TO DO >>
What you return should match the data exactly, from the first line to the last.

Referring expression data
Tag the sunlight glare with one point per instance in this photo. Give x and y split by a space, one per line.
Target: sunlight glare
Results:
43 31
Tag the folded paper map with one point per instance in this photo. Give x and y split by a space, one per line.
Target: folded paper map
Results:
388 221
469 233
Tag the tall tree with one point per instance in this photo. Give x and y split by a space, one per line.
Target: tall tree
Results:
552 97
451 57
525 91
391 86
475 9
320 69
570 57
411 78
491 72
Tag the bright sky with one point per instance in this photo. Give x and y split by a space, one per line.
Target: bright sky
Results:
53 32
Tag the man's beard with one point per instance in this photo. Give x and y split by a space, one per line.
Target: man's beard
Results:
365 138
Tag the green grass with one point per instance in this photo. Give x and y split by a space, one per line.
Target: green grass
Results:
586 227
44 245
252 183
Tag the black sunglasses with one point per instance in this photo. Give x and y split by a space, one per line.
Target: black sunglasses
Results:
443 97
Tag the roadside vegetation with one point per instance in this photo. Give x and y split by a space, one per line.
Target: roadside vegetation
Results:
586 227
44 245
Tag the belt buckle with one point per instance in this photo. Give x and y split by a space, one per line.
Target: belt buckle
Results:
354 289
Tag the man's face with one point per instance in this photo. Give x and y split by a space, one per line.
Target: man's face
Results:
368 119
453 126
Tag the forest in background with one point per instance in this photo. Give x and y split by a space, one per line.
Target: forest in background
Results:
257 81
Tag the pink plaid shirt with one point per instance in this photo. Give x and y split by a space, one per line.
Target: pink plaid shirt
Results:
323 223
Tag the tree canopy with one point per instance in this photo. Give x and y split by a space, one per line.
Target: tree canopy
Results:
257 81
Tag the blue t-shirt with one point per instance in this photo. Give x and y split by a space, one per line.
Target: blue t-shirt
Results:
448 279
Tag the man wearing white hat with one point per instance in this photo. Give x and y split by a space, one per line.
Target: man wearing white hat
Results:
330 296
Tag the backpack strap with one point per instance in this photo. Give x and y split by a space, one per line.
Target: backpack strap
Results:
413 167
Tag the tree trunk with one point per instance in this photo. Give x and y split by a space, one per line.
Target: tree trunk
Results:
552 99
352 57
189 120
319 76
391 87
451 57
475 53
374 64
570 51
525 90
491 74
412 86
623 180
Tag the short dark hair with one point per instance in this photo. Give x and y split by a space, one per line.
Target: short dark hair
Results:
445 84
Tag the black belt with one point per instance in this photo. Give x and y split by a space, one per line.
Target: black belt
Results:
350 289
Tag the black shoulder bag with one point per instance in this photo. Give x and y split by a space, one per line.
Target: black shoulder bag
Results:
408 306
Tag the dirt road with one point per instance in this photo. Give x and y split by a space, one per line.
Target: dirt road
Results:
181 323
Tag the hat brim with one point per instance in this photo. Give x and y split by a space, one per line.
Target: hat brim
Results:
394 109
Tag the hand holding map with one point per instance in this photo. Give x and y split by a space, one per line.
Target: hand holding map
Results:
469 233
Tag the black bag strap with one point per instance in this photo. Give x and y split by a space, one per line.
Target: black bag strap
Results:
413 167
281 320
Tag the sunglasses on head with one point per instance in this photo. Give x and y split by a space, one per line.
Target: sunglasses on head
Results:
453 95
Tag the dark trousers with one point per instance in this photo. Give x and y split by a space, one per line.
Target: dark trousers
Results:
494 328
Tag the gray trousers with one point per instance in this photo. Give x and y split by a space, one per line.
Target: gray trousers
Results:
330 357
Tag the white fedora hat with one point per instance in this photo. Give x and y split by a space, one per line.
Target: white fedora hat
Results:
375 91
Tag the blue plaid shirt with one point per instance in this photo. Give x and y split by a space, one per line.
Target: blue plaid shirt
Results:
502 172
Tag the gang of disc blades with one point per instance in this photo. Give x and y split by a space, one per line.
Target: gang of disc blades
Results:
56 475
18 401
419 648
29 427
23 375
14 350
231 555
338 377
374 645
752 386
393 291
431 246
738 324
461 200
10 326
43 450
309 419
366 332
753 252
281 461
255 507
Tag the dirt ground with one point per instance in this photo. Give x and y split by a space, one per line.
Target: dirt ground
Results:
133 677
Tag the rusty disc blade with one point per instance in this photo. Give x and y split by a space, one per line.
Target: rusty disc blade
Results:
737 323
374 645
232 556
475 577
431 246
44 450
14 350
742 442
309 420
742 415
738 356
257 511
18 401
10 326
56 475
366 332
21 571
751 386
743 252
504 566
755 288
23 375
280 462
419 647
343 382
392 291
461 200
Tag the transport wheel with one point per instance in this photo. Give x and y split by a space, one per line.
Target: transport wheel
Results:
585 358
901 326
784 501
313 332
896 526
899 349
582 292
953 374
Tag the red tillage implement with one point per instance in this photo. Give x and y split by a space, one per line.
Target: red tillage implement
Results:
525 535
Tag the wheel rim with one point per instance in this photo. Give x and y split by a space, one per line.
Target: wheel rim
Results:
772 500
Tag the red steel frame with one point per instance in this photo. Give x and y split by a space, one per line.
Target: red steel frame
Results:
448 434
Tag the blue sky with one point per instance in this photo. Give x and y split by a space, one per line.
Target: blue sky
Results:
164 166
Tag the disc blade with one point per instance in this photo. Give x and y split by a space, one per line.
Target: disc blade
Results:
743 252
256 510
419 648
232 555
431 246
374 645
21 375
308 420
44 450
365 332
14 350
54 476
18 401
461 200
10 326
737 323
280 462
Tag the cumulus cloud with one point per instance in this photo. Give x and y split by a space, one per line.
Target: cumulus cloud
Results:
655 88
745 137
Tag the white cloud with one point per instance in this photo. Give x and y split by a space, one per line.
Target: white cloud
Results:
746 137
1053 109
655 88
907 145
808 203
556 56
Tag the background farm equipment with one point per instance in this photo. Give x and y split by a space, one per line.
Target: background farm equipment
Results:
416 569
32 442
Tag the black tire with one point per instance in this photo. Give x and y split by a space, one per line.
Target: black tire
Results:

RESULT FOR THIS EXERCISE >>
Tag the sunlight glare with one point per instance in this photo. Give x and y split by a space, one per line.
Target: sunlight glare
Results:
43 31
Tag the folded paper map with one point per instance in this photo. Give x and y split by a space, one per line.
Target: folded paper map
Results:
388 221
469 233
Tag the tall tree with one point per instance in this photo. Give x and y split by a space, one per line.
Target: tall tree
Results:
552 97
451 57
525 91
391 86
475 9
320 69
570 57
411 78
491 72
Tag the bright sky with one point per instance in this photo. Give x and y split by a space, one per line.
Target: bright sky
Results:
53 32
Tag the man's beard with one point per instance in this photo. Give x and y split by a space, one per line.
Target: man's beard
Results:
365 138
Tag the green grass with one point per instance in this photo. Give x and y split by a space, one per line.
Target: green grass
Results:
586 227
44 245
252 183
Tag the black sunglasses with one point per instance in this photo. Give x and y split by a space, one per line.
Target: black sunglasses
Results:
443 97
Tag the roadside vegetation with one point per instance in this photo. Give x and y split by a space, one per line.
Target: roadside vegetation
Results:
586 227
44 245
Tag the belt buckle with one point per instance in this photo. Give x and y split by a space, one per line.
Target: belt buckle
Results:
354 289
Tag the man's face with one point per instance in this photo. Give x and y split by a space, one per line.
Target: man's face
Results:
368 119
453 126
Tag the forest in background with one point per instance in this photo. Give x and y split by a space, one per line.
Target: forest in background
Results:
257 81
Tag the pink plaid shirt with one point per instance in this photo. Give x and y split by a space, one per line.
Target: pink plaid shirt
Results:
323 223
Tag the tree canopy with one point per instance in this photo. Give x and y split by a space, one per line.
Target: tree canopy
Results:
257 81
Tag the blue t-shirt with one point per instance in this photo. Give x and y split by a space, one per line.
Target: blue t-shirt
Results:
448 279
Tag the man wearing white hat with one point per instance in this photo. Give x and y split by a space, one per line.
Target: man wearing white hat
Results:
330 296
Tag the backpack strap with one point per instance in this photo. Give x and y split by a space, one per line.
Target: backpack strap
Results:
413 167
Tag the tree trunk with one point per instance in this photo. Give x and y split by a space, one per line.
Target: tree trunk
Results:
552 99
352 57
189 120
319 76
391 87
451 57
475 53
374 64
570 51
525 90
491 74
412 86
623 180
Tag the short dark hair with one point per instance in this photo. Give x and y split by a space, one per line.
Target: short dark hair
Results:
445 84
Tag the black belt with one point per instance in this photo. Give x and y split by a space, one per line.
Target: black belt
Results:
350 289
Tag the black shoulder bag with one point per instance in this photo. Give x and y split by a space, one per line.
Target: black shoulder bag
Results:
408 306
Tag the dirt road with one point per instance in this photo. Give x and y split by a space, one per line.
Target: dirt road
Results:
181 323
Tag the hat brim with one point per instance in this photo. Give x and y split by a space, one per line.
Target: hat brim
Results:
394 109
Tag the hand holding map with one point per instance in this photo. Give x and y split by a space, one per line.
Target: hand holding map
Results:
469 233
Tag the black bag strap with one point per instance in this photo. Give x and y split by a space, one per line.
Target: black bag strap
Results:
413 167
281 320
Tag the sunglasses on head with one point per instance in this photo. Give x and y split by a space, one per line.
Target: sunglasses on head
Results:
453 95
Tag the dark trousers with one point per instance in this photo. Give x and y split by a space, one per line.
Target: dark trousers
Results:
494 328
Tag the gray trousers with one point per instance in this photo. Give x and y split by a space, one per line.
Target: gray trousers
Results:
330 357
Tag the white fedora hat with one point per instance in this photo. Give x and y split by a space, one per line.
Target: white fedora hat
Results:
375 91
Tag the blue plaid shirt with one point per instance in this photo. Give x and y split by a space, one per line.
Target: blue plaid shirt
Results:
502 172
Tag the gang of disc blades with one point per instance in this photo. Give x and y split by a space, one per line.
Target: gang of disc blades
Results:
56 475
18 401
419 648
29 427
23 375
14 350
231 555
338 377
374 645
752 386
393 291
431 246
738 324
461 200
10 326
43 450
309 419
366 332
753 252
281 461
255 507
Tag the dirt ground with one point per instance in this photo. Give x and y split by a space, one per line.
Target: dirt ground
Results:
133 677
Tag the rusty disc blade with one point per instance in this photo. Give x and y split by a space, one per line.
Target: rusty disc blade
Results:
737 323
374 645
232 556
475 577
431 246
44 450
14 350
742 442
309 420
742 415
738 356
257 511
18 401
10 326
56 475
366 332
21 571
751 386
743 252
504 566
755 288
23 375
280 462
419 647
343 382
392 291
461 200
Tag the transport wheel with one point per instance in this photo. Give x and y split by a space, one per line.
Target: transport wheel
Results:
585 358
901 326
784 501
313 332
896 526
899 349
582 292
953 374
Tag the red tillage implement with one point per instance in this photo. Give x and y split by a space, one per line.
Target: red tillage implement
Results:
525 535
Tag the wheel rim with one point per instance in this photo. Give x and y split by a space, one per line.
Target: wheel rim
Results:
772 500
Tag the red steel frame with one point per instance in this photo. Give x and y split by a space, one per line.
Target: red steel frame
Results:
448 434
Tag the blue sky with one point per instance in this photo. Give x and y split by a space, one per line.
Target: blue sky
Results:
164 166
Tag the disc blade with one point per instance in this photo. Give x and y split by a space, one per line.
Target: disc blade
Results:
743 252
256 510
419 648
232 555
431 246
374 645
21 375
308 420
44 450
365 332
14 350
54 476
18 401
461 200
10 326
737 323
280 462
Tag the cumulus cloud with one point per instance in this photo. Give x and y split by a space, one per line.
Target: cumulus cloud
Results:
655 88
745 137
Tag the white cloud with one point per instance in this photo. Give x and y split by a space, one per line.
Target: white cloud
Results:
746 137
1053 109
655 88
907 145
808 203
556 56
Tag the background farm equipment with one point per instance in this photo. Give x and y split by a space, one per line.
Target: background farm equipment
Results:
416 569
32 442
Tag the black tire with one point per instance in this photo. Give x and y split by a space, one per line.
Target: black tire
Results:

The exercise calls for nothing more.